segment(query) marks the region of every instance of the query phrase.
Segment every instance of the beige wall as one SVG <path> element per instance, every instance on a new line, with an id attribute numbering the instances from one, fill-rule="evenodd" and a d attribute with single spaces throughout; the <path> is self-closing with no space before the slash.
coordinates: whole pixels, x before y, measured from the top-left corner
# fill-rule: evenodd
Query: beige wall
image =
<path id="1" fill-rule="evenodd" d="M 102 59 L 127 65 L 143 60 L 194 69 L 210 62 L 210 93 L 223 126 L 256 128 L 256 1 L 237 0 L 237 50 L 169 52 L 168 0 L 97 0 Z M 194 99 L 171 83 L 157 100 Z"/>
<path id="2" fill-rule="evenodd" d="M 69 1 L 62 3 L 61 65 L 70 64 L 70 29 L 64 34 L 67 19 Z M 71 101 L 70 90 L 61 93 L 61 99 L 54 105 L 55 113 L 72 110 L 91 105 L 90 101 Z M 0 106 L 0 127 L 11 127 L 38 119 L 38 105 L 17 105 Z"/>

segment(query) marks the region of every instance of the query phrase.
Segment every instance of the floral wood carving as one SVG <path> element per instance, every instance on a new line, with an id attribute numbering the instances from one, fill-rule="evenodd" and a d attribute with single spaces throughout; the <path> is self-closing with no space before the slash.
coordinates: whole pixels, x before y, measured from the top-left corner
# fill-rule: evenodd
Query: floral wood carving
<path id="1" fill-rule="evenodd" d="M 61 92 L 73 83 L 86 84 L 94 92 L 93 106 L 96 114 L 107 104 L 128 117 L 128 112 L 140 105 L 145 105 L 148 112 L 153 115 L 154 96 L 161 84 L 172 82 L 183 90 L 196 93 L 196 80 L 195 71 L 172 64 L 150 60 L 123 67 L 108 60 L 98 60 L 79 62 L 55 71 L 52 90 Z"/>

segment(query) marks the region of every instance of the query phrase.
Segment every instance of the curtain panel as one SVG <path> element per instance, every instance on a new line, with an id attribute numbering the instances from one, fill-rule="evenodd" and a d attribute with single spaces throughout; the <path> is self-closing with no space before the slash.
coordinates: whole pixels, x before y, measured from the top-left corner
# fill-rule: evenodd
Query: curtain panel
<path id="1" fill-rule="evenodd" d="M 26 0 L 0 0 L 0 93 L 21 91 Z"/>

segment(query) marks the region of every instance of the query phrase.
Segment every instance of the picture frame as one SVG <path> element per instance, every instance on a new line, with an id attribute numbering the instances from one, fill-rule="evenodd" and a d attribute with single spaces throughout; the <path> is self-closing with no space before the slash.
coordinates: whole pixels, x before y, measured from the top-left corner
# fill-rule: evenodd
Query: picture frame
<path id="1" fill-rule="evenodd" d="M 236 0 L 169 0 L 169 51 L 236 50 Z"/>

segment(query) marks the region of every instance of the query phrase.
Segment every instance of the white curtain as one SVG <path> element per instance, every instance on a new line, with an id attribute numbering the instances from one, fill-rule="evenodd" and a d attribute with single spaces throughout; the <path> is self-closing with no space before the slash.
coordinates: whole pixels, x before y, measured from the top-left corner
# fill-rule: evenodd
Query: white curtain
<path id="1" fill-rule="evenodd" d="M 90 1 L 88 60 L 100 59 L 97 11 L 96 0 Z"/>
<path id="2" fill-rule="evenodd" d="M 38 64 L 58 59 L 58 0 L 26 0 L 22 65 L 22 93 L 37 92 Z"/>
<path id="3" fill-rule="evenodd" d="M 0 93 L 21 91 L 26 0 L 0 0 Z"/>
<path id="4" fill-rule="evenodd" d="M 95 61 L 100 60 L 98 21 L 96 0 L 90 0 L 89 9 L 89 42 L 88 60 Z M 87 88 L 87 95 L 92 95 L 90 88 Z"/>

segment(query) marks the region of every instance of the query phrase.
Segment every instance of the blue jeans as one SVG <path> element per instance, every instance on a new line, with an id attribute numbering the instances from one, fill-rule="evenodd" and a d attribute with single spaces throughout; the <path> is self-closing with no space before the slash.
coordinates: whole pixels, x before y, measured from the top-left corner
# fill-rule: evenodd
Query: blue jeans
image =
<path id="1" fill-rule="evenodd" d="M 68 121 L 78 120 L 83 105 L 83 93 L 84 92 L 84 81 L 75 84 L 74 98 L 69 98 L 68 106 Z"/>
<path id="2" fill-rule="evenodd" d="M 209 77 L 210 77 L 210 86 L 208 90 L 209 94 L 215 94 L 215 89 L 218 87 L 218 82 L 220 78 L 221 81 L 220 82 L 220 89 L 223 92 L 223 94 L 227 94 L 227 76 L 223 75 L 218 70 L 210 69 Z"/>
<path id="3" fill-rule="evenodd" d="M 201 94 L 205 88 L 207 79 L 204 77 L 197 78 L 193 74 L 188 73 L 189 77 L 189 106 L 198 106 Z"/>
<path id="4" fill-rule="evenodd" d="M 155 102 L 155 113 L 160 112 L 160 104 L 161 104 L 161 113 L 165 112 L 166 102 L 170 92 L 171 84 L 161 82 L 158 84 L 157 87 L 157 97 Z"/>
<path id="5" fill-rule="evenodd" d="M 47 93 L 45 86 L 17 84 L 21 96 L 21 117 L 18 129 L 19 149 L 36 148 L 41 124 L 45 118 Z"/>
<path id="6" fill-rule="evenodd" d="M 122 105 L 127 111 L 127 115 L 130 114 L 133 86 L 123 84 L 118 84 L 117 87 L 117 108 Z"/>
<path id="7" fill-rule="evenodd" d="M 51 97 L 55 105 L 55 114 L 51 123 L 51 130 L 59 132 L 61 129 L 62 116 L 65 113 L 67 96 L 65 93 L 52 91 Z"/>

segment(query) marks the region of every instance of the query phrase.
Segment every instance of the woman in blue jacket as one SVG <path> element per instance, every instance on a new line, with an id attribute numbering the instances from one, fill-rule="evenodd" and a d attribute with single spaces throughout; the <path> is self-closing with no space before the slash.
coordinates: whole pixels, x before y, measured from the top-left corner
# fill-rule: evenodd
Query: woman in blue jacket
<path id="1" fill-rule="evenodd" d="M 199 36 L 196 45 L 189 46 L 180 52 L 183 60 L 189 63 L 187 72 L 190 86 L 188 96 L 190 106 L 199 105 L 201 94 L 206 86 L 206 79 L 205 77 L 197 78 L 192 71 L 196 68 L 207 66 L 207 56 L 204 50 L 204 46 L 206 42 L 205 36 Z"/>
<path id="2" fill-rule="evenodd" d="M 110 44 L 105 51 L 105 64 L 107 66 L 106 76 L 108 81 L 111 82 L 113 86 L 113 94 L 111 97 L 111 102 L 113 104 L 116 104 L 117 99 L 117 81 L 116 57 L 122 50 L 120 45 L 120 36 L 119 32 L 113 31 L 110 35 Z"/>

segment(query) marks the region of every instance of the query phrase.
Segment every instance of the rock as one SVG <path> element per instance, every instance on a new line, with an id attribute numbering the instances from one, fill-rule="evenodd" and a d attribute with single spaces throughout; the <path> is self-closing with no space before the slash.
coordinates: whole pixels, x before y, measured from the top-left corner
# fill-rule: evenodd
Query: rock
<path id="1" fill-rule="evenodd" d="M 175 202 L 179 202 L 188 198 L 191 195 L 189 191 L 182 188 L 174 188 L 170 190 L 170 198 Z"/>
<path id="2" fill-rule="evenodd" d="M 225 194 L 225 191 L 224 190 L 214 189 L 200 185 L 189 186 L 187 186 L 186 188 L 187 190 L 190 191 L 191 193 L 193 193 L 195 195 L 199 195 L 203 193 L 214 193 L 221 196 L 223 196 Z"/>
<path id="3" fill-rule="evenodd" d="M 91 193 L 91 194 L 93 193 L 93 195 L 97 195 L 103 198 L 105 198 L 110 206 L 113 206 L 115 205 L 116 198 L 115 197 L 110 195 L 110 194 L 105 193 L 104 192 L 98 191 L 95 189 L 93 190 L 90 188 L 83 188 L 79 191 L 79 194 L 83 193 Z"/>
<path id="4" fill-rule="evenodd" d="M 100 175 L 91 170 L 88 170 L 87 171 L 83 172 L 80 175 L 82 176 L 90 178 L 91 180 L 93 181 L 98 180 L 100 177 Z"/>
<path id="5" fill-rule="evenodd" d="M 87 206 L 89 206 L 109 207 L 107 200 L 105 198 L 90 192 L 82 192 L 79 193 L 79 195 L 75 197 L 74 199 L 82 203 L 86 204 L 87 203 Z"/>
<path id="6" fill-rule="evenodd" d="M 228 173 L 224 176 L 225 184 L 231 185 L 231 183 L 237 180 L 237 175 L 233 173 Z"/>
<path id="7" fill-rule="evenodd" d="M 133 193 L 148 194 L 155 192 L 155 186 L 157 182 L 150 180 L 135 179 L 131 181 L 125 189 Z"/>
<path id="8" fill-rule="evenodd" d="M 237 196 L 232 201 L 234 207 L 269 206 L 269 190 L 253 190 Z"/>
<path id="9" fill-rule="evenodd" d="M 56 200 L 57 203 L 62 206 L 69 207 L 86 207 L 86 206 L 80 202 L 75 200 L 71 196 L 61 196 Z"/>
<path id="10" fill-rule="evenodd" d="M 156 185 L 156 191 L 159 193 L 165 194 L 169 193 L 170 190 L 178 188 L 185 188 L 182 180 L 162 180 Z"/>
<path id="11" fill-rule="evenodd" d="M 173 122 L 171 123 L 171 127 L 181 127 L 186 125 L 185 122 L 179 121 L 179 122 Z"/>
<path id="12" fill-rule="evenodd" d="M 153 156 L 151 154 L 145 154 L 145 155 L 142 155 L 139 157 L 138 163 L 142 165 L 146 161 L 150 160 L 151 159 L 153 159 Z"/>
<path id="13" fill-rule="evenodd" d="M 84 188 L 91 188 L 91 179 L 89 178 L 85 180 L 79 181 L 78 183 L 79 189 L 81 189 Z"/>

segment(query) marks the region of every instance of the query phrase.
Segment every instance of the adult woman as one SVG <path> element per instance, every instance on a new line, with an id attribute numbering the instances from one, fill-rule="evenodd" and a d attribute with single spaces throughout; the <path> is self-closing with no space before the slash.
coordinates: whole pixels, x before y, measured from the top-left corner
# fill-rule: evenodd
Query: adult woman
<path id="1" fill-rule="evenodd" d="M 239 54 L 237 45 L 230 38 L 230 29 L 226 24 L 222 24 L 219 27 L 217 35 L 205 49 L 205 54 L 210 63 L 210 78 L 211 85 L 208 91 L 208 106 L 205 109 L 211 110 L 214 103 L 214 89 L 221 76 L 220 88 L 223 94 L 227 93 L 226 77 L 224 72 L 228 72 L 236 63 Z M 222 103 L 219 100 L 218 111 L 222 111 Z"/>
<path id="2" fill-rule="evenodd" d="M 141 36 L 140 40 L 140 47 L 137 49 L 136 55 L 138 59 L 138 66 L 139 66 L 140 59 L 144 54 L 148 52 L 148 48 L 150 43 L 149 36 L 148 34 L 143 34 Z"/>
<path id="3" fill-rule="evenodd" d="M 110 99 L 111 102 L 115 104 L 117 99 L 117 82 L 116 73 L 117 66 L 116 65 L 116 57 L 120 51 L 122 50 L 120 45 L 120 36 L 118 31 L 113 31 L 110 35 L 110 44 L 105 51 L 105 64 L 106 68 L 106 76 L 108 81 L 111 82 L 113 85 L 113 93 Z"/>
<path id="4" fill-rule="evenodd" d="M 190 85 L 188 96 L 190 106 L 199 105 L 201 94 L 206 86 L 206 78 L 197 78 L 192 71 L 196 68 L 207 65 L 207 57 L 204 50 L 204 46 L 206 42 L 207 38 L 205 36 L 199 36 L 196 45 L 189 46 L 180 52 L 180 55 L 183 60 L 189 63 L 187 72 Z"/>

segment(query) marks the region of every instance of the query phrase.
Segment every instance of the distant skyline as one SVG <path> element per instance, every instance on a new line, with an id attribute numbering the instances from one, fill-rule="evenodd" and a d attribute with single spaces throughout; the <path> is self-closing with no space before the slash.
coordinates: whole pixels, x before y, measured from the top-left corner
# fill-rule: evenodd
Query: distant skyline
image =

::::

Rewrite the stretch from the start of the material through the line containing "102 59 L 127", putting "tan wall" wherever "beige wall" appears and leaving everything else as it is.

segment(query) marks the region of every instance of the query phrase.
Segment every instance of the tan wall as one SVG <path> element per instance, every instance on a new line, with an id attribute numbering the instances from one, fill-rule="evenodd" and a d attribute with single spaces throughout; the <path> is self-closing with no space before the slash.
coordinates: whole pixels, x before y, measured from the top-left corner
# fill-rule: evenodd
Query: tan wall
image =
<path id="1" fill-rule="evenodd" d="M 102 59 L 127 65 L 143 60 L 194 69 L 210 62 L 210 93 L 223 126 L 256 128 L 256 1 L 237 0 L 237 50 L 169 52 L 168 0 L 97 0 Z M 194 99 L 171 83 L 157 100 Z"/>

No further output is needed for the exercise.